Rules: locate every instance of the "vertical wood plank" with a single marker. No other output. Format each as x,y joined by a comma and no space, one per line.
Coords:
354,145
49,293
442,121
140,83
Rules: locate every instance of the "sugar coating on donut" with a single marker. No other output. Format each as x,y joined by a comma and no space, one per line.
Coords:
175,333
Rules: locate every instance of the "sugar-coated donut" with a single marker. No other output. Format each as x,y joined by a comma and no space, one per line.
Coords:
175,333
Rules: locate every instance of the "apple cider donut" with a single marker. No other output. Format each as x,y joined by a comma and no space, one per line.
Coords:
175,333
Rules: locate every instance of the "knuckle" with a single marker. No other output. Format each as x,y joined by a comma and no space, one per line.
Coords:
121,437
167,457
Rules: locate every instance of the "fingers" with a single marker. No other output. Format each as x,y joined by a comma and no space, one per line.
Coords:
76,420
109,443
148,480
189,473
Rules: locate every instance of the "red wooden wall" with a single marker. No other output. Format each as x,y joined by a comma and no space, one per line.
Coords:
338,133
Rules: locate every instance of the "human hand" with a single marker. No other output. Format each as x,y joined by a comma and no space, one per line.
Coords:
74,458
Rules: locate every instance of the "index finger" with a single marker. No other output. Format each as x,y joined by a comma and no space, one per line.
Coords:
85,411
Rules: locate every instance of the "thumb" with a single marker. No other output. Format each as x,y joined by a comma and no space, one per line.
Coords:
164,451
==
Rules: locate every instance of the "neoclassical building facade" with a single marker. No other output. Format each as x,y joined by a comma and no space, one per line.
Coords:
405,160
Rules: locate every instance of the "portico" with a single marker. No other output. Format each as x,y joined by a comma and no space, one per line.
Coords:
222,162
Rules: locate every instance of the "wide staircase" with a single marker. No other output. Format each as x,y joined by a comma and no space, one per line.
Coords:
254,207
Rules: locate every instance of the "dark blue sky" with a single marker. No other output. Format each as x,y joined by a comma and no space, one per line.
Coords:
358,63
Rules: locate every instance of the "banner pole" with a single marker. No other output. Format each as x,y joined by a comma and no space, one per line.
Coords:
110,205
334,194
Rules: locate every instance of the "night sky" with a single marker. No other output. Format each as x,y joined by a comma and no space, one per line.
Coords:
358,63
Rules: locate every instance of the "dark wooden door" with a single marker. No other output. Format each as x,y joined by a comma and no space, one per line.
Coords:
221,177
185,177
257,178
--
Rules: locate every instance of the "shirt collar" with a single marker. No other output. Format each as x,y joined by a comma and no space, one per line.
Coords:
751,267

◆ **What the task asks**
Count the lines in the records above that contain the word "dark", and reply with the number alone.

◆ **The answer**
2